===== Supplied data

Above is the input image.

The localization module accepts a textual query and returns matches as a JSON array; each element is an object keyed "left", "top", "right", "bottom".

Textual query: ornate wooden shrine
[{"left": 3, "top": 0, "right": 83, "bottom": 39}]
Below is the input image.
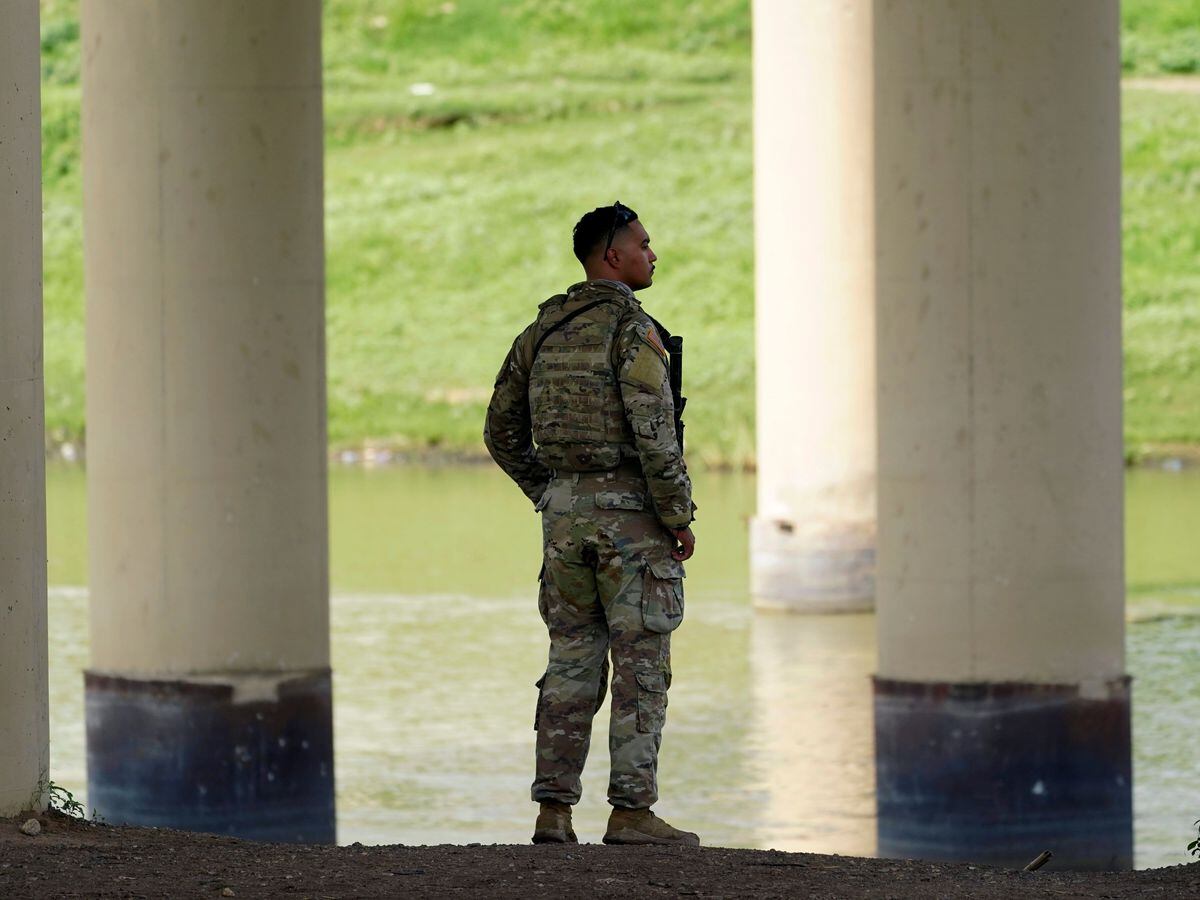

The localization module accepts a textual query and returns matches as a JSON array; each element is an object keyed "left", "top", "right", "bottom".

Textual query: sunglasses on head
[{"left": 603, "top": 201, "right": 637, "bottom": 258}]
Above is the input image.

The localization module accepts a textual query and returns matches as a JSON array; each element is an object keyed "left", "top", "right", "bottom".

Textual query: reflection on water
[
  {"left": 44, "top": 463, "right": 1200, "bottom": 867},
  {"left": 750, "top": 613, "right": 876, "bottom": 855}
]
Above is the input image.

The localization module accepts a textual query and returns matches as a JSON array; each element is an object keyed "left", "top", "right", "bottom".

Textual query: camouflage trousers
[{"left": 530, "top": 466, "right": 686, "bottom": 810}]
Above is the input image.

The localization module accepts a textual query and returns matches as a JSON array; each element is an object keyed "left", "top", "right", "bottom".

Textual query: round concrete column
[
  {"left": 751, "top": 0, "right": 876, "bottom": 612},
  {"left": 872, "top": 0, "right": 1129, "bottom": 869},
  {"left": 0, "top": 0, "right": 49, "bottom": 818},
  {"left": 82, "top": 0, "right": 332, "bottom": 841}
]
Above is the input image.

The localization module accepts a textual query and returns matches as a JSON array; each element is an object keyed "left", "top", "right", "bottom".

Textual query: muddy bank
[{"left": 3, "top": 813, "right": 1198, "bottom": 899}]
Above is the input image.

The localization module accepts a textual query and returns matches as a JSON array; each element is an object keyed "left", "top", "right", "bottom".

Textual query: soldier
[{"left": 484, "top": 202, "right": 698, "bottom": 847}]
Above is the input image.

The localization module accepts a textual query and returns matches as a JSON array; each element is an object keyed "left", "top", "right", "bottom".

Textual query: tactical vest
[{"left": 528, "top": 295, "right": 637, "bottom": 472}]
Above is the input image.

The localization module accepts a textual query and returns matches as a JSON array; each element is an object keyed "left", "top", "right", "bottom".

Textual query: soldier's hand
[{"left": 670, "top": 526, "right": 695, "bottom": 562}]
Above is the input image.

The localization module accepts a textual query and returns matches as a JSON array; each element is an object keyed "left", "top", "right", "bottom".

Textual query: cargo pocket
[
  {"left": 635, "top": 672, "right": 668, "bottom": 734},
  {"left": 595, "top": 490, "right": 647, "bottom": 511},
  {"left": 534, "top": 673, "right": 547, "bottom": 732},
  {"left": 641, "top": 558, "right": 685, "bottom": 633}
]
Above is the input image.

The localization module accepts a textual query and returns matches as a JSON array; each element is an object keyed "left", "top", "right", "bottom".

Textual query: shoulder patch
[
  {"left": 626, "top": 343, "right": 668, "bottom": 390},
  {"left": 644, "top": 326, "right": 669, "bottom": 362}
]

==========

What needs to be done:
Exact copy, no pictures: reproduce every entry shown above.

Response area:
Above is the input image.

The localization module accepts a textual query and returns matches as a JSON array; each element is an object keyed "left", "top", "right", "bottom".

Textual query: ornate wooden shrine
[{"left": 3, "top": 0, "right": 83, "bottom": 39}]
Below is the input image.

The localization module accepts a textual query and returns matches as a JSON array; each element is an object keyed "left", "top", "right", "bottom".

Textual query: sunglasses on head
[{"left": 603, "top": 201, "right": 637, "bottom": 258}]
Above is the input image.

The localization module accepts a textual query and returns matches as a JSON array; each element is an object keyed "left", "top", "right", "bottom".

Textual query: reflection on water
[
  {"left": 44, "top": 463, "right": 1200, "bottom": 867},
  {"left": 750, "top": 613, "right": 876, "bottom": 855}
]
Above is the input image.

The localization module accepts a textual query and returns matches as a JSON array; each element is an object keyed "left", "top", "right", "bottom".

Textual query: camouflage trousers
[{"left": 530, "top": 466, "right": 686, "bottom": 810}]
Above is the input image.

The localization module accepts a textual query and returns matches as a JSON array; each element is an object keyed "left", "top", "right", "bottom".

Textual query: round concrete column
[
  {"left": 751, "top": 0, "right": 876, "bottom": 612},
  {"left": 872, "top": 0, "right": 1129, "bottom": 869},
  {"left": 0, "top": 0, "right": 49, "bottom": 818},
  {"left": 82, "top": 0, "right": 332, "bottom": 841}
]
Above is the input image.

The localization module accepts a textual query and returns matches as a JSON array; each element is an object keyed "left", "top", "right", "bottom".

Textual query: muddy bank
[{"left": 3, "top": 813, "right": 1198, "bottom": 899}]
Above is the input image.

The localization module accepts a textual query and returns matches as a JSON array; each element is an object keyed "left", "top", "right", "bottom".

Textual query: soldier
[{"left": 484, "top": 202, "right": 698, "bottom": 847}]
Above is the input image.

The localization module accepts a textual query and returns matches as a JSON array; each element is an object keyed "left", "top", "right", "bottom".

Textual query: tactical vest
[{"left": 528, "top": 295, "right": 637, "bottom": 472}]
Above is the input image.

The localization module accepts a textual query and returns matches as a JSON array; each element is an object keyed "left", "top", "right", "bottom".

Textual query: soldier's hand
[{"left": 670, "top": 526, "right": 695, "bottom": 562}]
Above is the input image.

The localization module accepts a textual query and returns matches as a JSON array; each element is an object keyed "left", "top", "right", "bottom".

Textual query: cargo pocket
[
  {"left": 635, "top": 672, "right": 668, "bottom": 734},
  {"left": 595, "top": 490, "right": 647, "bottom": 511},
  {"left": 534, "top": 673, "right": 547, "bottom": 732},
  {"left": 641, "top": 558, "right": 685, "bottom": 633}
]
Above is the input image.

The localization module accepts a textual query and returns matches as a JSON array; each element is an object keyed "left", "top", "right", "bottom".

Textual query: shoulder patch
[
  {"left": 626, "top": 343, "right": 668, "bottom": 390},
  {"left": 644, "top": 326, "right": 669, "bottom": 362}
]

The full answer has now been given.